▸ WHAT THE TASK ASKS
Output only the span of lines that begins at the line containing "Tag the wide" and ends at the last line of the data, both included, exactly as they appear.

▸ RECORDED DATA
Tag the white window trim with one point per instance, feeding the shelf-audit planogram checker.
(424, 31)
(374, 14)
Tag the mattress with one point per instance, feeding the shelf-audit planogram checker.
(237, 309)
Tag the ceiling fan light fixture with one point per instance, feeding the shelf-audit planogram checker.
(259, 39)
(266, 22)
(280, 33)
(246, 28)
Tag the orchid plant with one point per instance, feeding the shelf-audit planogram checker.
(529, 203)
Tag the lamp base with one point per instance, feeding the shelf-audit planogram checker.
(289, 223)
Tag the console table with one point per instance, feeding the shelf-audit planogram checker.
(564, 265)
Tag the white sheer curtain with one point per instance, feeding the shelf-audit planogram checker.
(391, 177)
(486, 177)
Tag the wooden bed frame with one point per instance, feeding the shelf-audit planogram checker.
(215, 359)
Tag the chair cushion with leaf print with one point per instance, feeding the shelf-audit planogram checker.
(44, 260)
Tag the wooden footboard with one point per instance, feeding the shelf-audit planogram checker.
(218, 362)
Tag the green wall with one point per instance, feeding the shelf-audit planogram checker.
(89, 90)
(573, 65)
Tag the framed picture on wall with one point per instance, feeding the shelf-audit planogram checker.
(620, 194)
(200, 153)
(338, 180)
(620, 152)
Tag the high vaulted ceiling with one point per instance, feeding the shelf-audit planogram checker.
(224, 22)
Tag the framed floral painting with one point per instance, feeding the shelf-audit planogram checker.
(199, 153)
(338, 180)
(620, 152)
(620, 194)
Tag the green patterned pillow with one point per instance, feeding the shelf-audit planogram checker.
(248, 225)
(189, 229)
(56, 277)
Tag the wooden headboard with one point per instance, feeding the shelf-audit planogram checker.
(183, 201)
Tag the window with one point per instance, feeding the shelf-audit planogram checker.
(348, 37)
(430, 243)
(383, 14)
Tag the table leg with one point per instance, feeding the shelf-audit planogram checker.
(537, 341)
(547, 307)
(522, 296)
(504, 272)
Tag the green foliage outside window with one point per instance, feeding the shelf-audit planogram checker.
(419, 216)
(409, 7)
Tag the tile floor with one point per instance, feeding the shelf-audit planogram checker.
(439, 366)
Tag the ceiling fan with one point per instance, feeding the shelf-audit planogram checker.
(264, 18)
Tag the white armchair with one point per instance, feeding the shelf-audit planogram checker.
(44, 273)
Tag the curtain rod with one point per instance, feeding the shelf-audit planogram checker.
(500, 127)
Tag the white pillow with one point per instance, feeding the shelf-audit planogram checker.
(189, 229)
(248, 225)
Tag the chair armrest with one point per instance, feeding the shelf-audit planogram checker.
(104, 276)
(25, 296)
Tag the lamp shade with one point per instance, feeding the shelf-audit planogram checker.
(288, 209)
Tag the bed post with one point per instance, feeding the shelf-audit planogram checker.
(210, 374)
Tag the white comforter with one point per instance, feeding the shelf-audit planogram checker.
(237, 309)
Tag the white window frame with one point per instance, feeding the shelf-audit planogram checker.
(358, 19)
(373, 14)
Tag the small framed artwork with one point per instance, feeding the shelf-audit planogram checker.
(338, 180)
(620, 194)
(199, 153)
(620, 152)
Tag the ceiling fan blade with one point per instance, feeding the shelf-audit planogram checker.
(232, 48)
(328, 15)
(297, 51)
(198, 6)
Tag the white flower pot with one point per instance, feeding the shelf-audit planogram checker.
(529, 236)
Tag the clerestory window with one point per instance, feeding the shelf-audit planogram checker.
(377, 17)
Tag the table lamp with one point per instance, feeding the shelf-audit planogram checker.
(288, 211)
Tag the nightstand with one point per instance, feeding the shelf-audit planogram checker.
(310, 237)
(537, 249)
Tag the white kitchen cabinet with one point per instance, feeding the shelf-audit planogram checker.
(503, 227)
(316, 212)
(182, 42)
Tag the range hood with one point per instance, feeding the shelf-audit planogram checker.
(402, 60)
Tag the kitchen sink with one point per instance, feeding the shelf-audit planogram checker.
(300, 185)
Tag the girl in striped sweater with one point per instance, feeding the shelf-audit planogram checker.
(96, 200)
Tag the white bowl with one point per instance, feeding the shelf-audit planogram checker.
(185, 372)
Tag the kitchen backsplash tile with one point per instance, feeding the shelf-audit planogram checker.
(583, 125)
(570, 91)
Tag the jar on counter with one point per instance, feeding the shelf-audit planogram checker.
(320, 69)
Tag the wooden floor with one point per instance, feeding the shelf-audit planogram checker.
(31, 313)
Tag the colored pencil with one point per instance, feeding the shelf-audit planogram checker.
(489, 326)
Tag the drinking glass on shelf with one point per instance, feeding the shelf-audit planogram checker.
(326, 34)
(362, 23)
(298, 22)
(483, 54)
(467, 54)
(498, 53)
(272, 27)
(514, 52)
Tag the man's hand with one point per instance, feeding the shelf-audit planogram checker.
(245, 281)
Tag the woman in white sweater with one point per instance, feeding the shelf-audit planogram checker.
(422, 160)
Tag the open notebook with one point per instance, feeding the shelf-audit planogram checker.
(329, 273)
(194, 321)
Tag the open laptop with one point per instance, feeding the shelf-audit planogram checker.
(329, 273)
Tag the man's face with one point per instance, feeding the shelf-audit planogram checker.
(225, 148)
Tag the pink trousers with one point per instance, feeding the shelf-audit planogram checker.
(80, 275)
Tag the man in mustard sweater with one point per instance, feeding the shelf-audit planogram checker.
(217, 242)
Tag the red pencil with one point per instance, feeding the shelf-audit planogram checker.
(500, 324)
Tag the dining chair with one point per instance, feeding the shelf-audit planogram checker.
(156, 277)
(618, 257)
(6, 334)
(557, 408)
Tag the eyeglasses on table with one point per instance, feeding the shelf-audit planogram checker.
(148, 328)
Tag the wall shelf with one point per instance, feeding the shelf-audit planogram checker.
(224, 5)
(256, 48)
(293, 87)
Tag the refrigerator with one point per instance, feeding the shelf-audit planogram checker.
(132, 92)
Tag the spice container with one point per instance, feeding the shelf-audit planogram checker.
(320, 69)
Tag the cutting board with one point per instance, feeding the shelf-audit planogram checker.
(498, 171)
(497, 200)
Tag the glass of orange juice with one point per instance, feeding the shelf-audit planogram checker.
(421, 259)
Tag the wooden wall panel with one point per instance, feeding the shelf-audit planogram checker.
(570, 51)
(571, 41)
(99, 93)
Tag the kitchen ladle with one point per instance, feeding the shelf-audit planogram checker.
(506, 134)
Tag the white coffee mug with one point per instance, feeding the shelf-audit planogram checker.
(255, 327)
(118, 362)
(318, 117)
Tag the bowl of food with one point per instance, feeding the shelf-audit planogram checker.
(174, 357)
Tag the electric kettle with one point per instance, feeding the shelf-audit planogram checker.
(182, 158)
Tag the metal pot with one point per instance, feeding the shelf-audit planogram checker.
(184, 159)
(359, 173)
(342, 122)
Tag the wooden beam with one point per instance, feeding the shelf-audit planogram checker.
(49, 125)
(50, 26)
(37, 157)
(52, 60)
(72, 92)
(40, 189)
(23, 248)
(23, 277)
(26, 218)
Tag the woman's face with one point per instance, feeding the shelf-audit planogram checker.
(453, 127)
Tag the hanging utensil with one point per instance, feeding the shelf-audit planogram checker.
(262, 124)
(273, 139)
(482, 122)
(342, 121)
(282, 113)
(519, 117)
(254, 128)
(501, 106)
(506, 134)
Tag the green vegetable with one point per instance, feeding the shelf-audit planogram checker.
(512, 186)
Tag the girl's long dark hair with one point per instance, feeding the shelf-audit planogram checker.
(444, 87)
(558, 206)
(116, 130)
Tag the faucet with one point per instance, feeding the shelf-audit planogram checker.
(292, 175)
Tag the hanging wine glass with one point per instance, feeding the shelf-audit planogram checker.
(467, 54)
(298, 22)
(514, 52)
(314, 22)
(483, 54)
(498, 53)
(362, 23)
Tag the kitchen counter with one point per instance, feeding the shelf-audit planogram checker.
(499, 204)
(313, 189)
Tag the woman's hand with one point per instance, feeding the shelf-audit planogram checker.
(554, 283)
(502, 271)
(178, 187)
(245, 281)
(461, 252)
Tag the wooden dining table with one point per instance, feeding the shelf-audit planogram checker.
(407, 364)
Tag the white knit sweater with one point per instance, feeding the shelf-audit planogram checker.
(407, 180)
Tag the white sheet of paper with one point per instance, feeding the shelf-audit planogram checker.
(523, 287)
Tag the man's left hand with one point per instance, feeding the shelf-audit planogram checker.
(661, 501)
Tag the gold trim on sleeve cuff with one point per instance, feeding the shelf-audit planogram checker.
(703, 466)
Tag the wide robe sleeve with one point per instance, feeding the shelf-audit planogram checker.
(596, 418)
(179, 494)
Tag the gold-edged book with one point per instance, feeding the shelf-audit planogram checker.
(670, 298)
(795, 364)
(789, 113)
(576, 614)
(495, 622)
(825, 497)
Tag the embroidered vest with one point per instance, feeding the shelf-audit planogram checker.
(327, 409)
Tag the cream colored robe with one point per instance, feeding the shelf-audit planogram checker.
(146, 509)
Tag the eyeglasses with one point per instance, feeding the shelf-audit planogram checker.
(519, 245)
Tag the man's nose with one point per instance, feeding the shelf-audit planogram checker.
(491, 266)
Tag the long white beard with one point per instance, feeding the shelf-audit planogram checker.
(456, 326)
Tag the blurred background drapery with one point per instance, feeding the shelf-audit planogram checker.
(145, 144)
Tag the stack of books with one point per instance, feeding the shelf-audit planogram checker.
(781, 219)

▸ THE RESULT
Tag the wide robe sleeve with one point per instance, feeding the shelf-audit planogram checker.
(596, 418)
(179, 494)
Tag the gold-edged book with one point per instance, feeding the shelf-audit planogram checker.
(670, 298)
(795, 364)
(789, 113)
(576, 614)
(495, 622)
(825, 497)
Tag the embroidered vest with one point per instance, feeding the shelf-audit planogram checker.
(327, 409)
Tag the cream colored robe with one point per instance, feeding the shelf-audit planogram checker.
(146, 509)
Tag the eyeglasses with one point per instance, feeding the shelf-audit planogram checker.
(519, 245)
Tag the man's nose with one point per instance, feeding the shelf-audit planogram checker.
(491, 266)
Tag the long white beard with one point per instance, feeding the shelf-audit planogram checker.
(456, 326)
Tag the blurred background drapery with one point per instance, feeding the shelf-audit planogram checker.
(145, 144)
Tag the stack of books with one point per instance, feeding the shelf-audit planogram checker.
(781, 219)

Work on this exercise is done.